- The tasks
[A] In the essay about learning English through Ballard's stories, which story did the writer pick to translate first?
[B] Write the next part of the essay about learning English through Ballard's stories, picking up right after its last sentence.
### Selected text ###
As a little preface - English is not my mother tongue. I was born in the USSR in a mixed Estonian-Russian family, and my first language was Russian.

I have never learned English in my life unless you count school. For the first two years, I got from D's to C's because I was bored with memorizing the words and English spelling. And then, I got my hands on a book that my mom was reading (she was fluent in English and read fiction and detectives in the original).

It was a collection of short stories by James Ballard. I had loved science fiction since first grade but didn't know who Ballard was. I asked my mom how she liked it, and she said she liked it a lot. And I was hooked.

Looking back, I realize that, without knowing it, I set the bar for myself, if not for a world record, then at least for an Olympic one. Back then, I could barely string together three crooked sentences about London, and here I took up reading a writer known as a master of a perfect, sometimes almost baroque style, backed up by a colossal vocabulary. I didn't know any of this then, and even if I had wanted to, I couldn't have learned about it in the USSR before the Internet era... I still wonder what wind blew Ballard's The Four-Dimensional Nightmare into the foreign literature section of the small library on my street. Not at all the kind of literature favored by the communist censors.

For a long time, my board books were small paperback carefully wrapped in plastic (the library's collection was treated with care) and a mighty brick of Miller's English-Russian dictionary (I still consider it the best English-Russian dictionary in the world). I struggled through the book and realized that I understood roughly half of what I had read, exactly enough to realize how superb the writing was. To be honest, I don't remember exactly how I came to this decision, but I decided to translate the collection into Russian - no more and no less.

I still had some miserable crumbs of sanity left, so I started with the shortest story, The Garden of Time. I realize now that I chose the most challenging story in the collection, a story of marvelous beauty about the last stronghold of beauty and order passing into oblivion. A small estate lying in the path of a giant army trampling everything in its way, inexorably coming from behind the horizon. The two doomed inhabitants of the villa and the last roses - the flowers of time, plucking which can briefly push the inevitable back into the past - until the crystal bud fades. It is a subtle, elegant allegory of the inevitability of death and stoicism.
### Rows ###
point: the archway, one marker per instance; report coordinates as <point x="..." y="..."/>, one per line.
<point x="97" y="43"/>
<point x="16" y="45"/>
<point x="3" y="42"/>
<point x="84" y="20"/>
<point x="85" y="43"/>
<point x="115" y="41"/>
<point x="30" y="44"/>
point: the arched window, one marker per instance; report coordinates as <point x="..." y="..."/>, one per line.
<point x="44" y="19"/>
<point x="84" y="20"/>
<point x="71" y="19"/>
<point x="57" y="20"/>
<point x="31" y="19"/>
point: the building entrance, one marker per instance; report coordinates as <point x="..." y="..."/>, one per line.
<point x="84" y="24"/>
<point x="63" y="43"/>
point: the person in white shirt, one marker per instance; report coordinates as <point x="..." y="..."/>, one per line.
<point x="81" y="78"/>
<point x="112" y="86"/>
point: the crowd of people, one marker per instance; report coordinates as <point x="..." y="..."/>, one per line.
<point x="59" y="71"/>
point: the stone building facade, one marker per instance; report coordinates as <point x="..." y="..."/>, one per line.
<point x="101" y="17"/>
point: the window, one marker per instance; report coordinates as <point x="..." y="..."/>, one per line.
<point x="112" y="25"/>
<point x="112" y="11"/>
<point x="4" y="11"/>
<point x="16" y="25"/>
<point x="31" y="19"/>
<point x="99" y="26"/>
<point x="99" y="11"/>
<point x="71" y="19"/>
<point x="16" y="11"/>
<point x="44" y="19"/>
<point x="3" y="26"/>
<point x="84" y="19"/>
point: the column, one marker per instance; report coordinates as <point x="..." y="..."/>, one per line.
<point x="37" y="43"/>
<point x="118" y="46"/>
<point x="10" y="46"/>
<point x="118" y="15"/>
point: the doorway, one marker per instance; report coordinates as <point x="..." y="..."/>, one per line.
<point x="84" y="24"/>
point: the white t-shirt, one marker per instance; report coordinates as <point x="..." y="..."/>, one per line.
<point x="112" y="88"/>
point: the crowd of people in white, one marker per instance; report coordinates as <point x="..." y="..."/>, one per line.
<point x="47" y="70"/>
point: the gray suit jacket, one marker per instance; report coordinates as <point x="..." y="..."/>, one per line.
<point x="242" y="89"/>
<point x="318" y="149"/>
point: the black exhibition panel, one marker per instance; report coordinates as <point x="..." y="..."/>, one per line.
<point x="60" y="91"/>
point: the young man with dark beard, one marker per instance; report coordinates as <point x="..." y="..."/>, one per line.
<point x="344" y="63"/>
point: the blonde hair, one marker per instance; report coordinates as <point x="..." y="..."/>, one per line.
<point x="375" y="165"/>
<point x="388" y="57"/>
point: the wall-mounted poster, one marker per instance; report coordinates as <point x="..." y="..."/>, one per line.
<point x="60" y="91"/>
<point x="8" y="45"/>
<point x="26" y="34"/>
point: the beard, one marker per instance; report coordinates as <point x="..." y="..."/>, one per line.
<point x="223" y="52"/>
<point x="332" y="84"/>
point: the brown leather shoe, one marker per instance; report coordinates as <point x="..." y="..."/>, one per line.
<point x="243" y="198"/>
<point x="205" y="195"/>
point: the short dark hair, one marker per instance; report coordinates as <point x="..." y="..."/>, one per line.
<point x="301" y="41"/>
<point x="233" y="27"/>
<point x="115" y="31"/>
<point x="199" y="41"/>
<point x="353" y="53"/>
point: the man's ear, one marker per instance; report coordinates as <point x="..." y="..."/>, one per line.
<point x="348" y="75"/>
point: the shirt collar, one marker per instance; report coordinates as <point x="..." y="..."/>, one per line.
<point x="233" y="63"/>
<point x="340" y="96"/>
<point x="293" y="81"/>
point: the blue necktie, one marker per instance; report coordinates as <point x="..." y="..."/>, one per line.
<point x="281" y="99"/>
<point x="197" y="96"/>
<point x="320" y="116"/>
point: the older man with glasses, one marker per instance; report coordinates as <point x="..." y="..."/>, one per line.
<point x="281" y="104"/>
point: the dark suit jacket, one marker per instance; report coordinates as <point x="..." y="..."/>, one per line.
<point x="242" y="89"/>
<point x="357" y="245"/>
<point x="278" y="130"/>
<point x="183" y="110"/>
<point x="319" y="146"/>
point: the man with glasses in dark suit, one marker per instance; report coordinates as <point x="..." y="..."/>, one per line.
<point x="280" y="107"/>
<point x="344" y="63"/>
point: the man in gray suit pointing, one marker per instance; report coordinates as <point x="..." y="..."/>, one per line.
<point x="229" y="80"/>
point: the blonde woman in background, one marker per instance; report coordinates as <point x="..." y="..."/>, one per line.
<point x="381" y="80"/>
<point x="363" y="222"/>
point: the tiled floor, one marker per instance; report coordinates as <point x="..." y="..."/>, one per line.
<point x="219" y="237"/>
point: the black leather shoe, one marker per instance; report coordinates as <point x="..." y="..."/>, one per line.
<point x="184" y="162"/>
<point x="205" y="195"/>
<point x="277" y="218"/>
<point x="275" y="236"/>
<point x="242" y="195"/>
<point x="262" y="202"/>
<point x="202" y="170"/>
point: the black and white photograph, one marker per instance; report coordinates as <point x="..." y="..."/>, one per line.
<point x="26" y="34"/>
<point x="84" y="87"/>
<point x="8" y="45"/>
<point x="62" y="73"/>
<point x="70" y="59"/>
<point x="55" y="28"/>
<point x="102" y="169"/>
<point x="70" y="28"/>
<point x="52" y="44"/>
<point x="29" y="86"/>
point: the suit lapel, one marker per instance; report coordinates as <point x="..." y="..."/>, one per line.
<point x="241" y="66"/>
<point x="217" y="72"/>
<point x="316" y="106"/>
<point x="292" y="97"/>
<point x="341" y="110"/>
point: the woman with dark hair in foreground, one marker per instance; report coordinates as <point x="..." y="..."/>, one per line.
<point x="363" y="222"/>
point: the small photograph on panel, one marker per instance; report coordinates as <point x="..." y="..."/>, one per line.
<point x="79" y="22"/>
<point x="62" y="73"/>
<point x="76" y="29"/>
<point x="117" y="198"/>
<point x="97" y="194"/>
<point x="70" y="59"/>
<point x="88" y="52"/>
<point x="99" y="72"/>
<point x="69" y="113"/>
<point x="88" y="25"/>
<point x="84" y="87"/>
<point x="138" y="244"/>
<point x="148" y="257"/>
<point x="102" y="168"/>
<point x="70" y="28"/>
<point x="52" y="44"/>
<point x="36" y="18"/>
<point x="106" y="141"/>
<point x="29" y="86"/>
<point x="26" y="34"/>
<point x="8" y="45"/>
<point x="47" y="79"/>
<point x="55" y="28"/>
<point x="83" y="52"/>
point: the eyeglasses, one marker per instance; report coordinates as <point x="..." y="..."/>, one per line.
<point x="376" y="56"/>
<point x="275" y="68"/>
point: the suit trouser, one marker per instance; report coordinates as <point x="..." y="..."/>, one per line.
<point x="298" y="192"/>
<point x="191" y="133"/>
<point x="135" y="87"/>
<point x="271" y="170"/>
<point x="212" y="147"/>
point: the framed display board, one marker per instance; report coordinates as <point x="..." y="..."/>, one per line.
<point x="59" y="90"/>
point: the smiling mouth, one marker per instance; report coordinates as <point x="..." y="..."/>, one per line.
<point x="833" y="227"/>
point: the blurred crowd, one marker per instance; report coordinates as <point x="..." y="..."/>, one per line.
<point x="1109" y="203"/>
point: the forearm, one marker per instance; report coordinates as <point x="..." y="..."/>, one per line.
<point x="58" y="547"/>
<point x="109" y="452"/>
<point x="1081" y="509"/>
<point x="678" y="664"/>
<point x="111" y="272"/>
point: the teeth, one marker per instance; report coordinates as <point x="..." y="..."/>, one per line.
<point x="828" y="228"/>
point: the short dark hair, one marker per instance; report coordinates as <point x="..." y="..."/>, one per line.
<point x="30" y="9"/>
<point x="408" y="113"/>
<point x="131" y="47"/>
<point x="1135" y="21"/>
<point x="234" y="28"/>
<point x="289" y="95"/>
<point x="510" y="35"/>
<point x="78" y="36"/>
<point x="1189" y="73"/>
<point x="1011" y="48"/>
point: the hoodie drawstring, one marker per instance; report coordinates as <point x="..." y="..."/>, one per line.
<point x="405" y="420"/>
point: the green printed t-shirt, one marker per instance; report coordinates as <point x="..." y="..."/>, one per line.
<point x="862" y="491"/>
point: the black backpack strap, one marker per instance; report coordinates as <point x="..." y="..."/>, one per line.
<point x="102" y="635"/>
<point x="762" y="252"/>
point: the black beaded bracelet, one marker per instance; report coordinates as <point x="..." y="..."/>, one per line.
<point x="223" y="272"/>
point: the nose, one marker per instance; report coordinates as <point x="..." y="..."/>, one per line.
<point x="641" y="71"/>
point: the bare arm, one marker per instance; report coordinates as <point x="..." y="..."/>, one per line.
###
- Answer set
[A] The Garden of Time, the shortest story in the collection.

[B]
It took me several months to translate the story. Twelve pages (I still remember!) - and several months! I pestered my mother with consultations and tortured my English and Russian teachers, trying to find the most accurate turns and idioms... And I did it. I didn't send my translation anywhere, and now there's no point - several versions have been published, and only old geeks like me remember Ballard, but I'm still proud of what I did.

I ended up translating the whole collection, but I want to tell you separately about the story I took on second. I was smarter this time, so I reread it just to ensure I could do it. I was a bit discouraged by the length of the piece, but I was simply enchanted by the plot of The Watchtowers.

A strange, surreal world where mysterious Watchtowers stretch in endless rows over towns and villages, fading into the haze-covered sky, lost in its sparkling heights. No one has ever seen the Watchers, but every member of the once-prosperous town's rapidly disintegrating, paranoid community knows they are being watched and most likely control their every move. The protagonist of the story is the only one who tries to resist the apathy flooding everyone, stir people up, and break the armor of paranoid indifference and depression... But will the Watchers like it? What happens when they decide to pay OVERLY close attention to it?

Since then, I've translated a dozen novels and about three times as many short stories, and almost never have I experienced such an unearthly high as I did working on The Watchtowers. The story is strange, dragging, and lulling. It may seem lacking in action to some people, but how cool it is! And its ending is just a diamond, but I won't tell you about it. What if I intrigue you enough, and you decide to read it.

But one thing I can say for sure: English came into my life thanks to this book. Because of those collected stories by Ballard, you are now reading this story of mine... And I hope you will read many others.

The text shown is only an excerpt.